Document segment
■ ■ ■ ■ ■ ■ ■

Abstract
Surveys in Drosophila have consistently found reduced levels of DNA sequence polymorphism in genomic regions experiencing low crossing-over per physical length, while these same regions exhibit normal amounts of interspecific divergence. Here we show that for 36 loci across the genomes of eight Lycopersicon species, naturally occurring DNA polymorphism (scaled by locus-specific divergence between species) is positively correlated with the density of crossing-over per physical length. Large between-species differences in the amount of DNA sequence polymorphism reflect breeding systems: selfing species show much less within-species polymorphism than outcrossing species. The strongest association of expected heterozygosity with crossing-over is found in species with intermediate levels of average nucleotide diversity. All of these observations appear to be in qualitative agreement with the hitchhiking effects caused by the fixation of advantageous mutations and/or “background selection” against deleterious mutations.
THE genus Lycopersicon consists of nine species, of which the only cultivated species is L. esculentum (tomato), represented in the wild by var. cerasiforme (Rick 1983). Lycopersicon species are crossable with one another in all combinations, though with varying degrees of difficulties (Soost 1958). The karyotypes of the 12 chromosome pairs are very similar with little or no structural differences among species (Rick 1983).
Despite this uniformity of karyotypes and the small number of species, Lycopersicon encompasses a great diversity of mating systems. L. cheesmanii, endemic to the Galapagos Islands, has an autogamous mating system, which is typical of many other endemic flowering plants of the archipelago (Rick 1966). Another species exhibiting virtually complete autogamy is L. parviflorum (Rick 1983). Self-fertilization prevails among natural populations as well as cultivated varieties of L. esculentum. In contrast, L. pimpinellifolium shows regional differences in relative levels of outcrossing vs. selfing. Autogamy predominantly occurs in peripheral populations of southern Peru and Equador while allogamy prevails in the central parts of the species distribution (Rick 1983). L. chmielewskii is another species with a facultative mating system. It has a limited distribution and has not been as extensively studied as other Lycopersicon species. The remaining species (L. chilense, L. hirsutum, L. pennellii, and L. peruvianum) differ from these two facultative outcrossers by the presence of a self-incompatibility system (Rick 1987). Self-incompatibility occurs in these four species to a varying degree and is probably most widely distributed in L. chilense, L. pennellii, and L. peruvianum (marginal populations of L. pennellii, and L. peruvianum are self-compatible). The self-incompatibility system in Lycopersicon is gametophytic and controlled by a single, multiallelic S locus (Tanksley and Loaiza-Figueroa 1985).

■ ■ ■ ■ ■ ■ ■

Items from a dataset
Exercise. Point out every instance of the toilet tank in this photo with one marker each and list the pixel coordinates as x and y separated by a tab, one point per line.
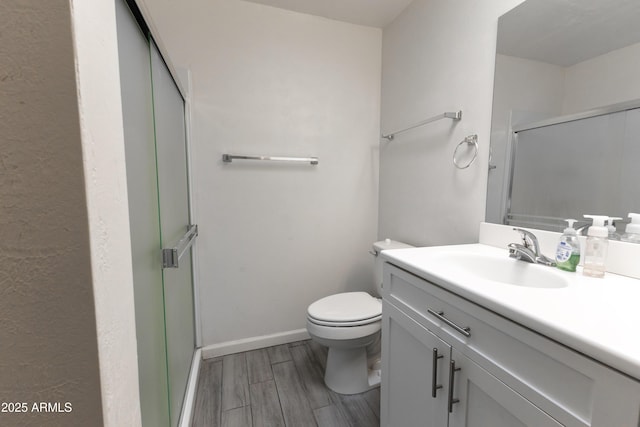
377	248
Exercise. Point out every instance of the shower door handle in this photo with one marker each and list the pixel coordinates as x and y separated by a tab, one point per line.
171	256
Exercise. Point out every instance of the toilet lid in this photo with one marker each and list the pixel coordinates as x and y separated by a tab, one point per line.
347	307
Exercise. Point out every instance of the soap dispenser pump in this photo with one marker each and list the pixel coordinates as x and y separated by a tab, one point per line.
632	231
568	250
611	227
595	253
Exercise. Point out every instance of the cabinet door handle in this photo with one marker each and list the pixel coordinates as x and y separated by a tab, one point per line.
452	370
434	373
464	330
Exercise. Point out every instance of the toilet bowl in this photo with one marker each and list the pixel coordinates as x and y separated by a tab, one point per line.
349	325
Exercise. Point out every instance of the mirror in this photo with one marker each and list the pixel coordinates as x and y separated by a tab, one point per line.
565	131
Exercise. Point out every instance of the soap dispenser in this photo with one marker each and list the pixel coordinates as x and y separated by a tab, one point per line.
568	250
595	253
632	231
611	228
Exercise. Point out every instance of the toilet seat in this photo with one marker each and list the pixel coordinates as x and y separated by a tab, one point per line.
344	324
346	309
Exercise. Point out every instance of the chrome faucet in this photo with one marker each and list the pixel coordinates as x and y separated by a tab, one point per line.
529	250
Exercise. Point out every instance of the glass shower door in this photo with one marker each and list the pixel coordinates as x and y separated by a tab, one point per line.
173	195
144	222
158	194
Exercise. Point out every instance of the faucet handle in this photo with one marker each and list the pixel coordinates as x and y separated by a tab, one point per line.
529	240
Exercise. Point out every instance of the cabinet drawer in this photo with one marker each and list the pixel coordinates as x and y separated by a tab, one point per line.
560	381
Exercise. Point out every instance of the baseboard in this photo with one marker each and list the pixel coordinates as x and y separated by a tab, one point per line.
189	402
253	343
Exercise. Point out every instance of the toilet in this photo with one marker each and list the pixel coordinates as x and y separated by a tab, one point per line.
349	325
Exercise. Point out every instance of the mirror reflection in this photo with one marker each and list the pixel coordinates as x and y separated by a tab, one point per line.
565	132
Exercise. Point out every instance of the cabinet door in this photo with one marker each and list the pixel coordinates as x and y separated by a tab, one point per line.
483	400
408	355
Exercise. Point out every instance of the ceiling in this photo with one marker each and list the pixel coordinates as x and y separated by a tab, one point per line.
373	13
566	32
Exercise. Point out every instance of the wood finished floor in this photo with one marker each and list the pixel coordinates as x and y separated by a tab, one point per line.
279	386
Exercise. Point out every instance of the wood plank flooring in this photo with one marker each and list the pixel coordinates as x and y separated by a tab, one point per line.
280	386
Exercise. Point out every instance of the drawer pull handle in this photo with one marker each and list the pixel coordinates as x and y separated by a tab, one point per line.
464	330
434	373
452	371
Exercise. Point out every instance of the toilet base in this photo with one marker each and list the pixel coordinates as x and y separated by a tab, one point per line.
347	371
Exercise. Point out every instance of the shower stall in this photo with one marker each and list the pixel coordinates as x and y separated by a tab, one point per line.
162	233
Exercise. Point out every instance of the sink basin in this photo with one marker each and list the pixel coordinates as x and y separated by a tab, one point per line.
505	270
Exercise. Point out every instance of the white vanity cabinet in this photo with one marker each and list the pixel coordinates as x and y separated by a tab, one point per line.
505	375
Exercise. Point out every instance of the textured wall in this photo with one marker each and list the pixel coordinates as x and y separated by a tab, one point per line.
48	350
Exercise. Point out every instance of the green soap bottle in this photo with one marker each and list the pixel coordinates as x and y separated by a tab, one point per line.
568	251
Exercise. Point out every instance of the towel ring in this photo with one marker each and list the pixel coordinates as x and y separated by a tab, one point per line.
469	140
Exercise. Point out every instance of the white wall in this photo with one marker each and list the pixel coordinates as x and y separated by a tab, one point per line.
606	79
438	56
275	237
100	109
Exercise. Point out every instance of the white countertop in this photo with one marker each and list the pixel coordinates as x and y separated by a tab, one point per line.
597	317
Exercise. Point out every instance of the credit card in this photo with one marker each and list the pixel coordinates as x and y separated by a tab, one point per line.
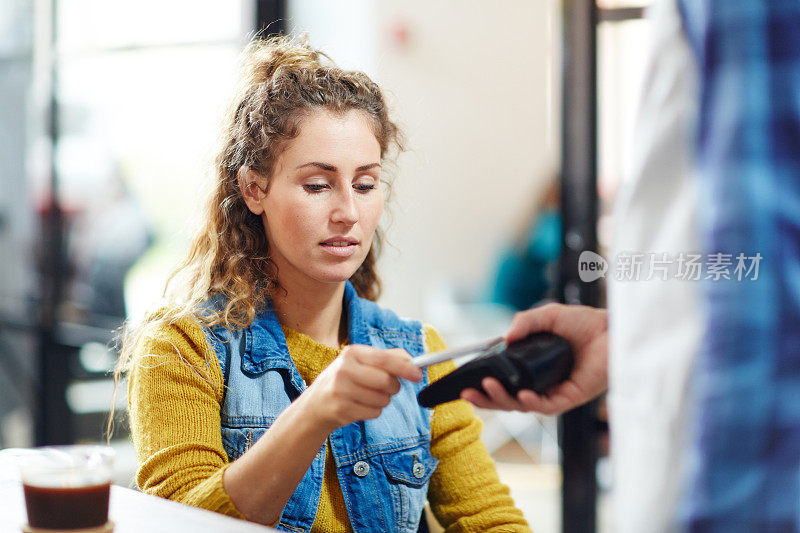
482	348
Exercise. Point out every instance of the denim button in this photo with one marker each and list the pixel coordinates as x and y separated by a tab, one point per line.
361	468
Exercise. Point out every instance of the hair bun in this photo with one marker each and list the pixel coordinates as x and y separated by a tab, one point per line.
266	59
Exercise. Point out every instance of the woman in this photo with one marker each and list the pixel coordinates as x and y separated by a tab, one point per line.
271	387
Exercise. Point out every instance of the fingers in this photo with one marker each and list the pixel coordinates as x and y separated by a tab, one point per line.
396	362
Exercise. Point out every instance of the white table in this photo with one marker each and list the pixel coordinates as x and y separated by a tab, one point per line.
133	512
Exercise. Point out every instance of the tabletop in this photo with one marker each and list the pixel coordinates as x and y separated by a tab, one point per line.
133	512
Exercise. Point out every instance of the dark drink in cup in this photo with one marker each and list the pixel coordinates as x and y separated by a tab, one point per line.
67	487
67	508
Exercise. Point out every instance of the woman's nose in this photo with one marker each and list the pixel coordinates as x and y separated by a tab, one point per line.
345	210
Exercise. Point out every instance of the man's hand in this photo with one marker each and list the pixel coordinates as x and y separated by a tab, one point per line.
586	329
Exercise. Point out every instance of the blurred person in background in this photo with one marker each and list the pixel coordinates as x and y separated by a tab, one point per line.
270	386
704	375
526	269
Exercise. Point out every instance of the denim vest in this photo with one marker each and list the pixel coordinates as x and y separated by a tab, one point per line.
384	465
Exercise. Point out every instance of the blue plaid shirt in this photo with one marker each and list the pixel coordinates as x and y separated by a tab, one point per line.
744	472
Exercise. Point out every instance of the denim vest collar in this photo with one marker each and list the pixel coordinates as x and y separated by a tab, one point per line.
383	465
266	348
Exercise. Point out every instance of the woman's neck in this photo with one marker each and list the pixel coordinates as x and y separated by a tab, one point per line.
315	311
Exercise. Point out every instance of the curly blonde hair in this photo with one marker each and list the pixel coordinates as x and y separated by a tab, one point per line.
282	81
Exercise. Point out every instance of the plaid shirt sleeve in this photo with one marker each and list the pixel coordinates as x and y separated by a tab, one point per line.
744	461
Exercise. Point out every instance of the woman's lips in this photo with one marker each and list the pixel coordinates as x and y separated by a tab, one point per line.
339	249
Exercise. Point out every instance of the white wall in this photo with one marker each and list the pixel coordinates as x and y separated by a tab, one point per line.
472	86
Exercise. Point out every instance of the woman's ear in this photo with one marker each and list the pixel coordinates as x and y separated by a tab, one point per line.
251	189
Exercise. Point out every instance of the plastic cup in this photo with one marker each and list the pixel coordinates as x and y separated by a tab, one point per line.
67	487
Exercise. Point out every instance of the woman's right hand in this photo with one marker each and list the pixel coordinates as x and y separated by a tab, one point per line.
358	385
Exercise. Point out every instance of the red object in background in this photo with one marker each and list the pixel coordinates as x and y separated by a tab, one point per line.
399	33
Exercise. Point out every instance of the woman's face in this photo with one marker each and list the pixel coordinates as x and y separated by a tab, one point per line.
324	199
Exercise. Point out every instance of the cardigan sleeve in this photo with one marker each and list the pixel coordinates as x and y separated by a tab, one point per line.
174	397
465	492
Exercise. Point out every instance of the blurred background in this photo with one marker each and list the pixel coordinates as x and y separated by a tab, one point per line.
109	113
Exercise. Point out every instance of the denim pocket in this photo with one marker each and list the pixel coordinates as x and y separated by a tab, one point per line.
238	440
409	472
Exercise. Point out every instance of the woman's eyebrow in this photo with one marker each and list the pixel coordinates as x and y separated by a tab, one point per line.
331	168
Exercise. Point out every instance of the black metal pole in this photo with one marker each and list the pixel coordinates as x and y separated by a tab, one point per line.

■ ■ ■ ■ ■ ■ ■

Work to complete
Reproduce the passage of the Lycopersicon text above starting at "THE genus Lycopersicon" and ending at "species (Rick 1983).".

Answer to this exercise
THE genus Lycopersicon consists of nine species, of which the only cultivated species is L. esculentum (tomato), represented in the wild by var. cerasiforme (Rick 1983). Lycopersicon species are crossable with one another in all combinations, though with varying degrees of difficulties (Soost 1958). The karyotypes of the 12 chromosome pairs are very similar with little or no structural differences among species (Rick 1983).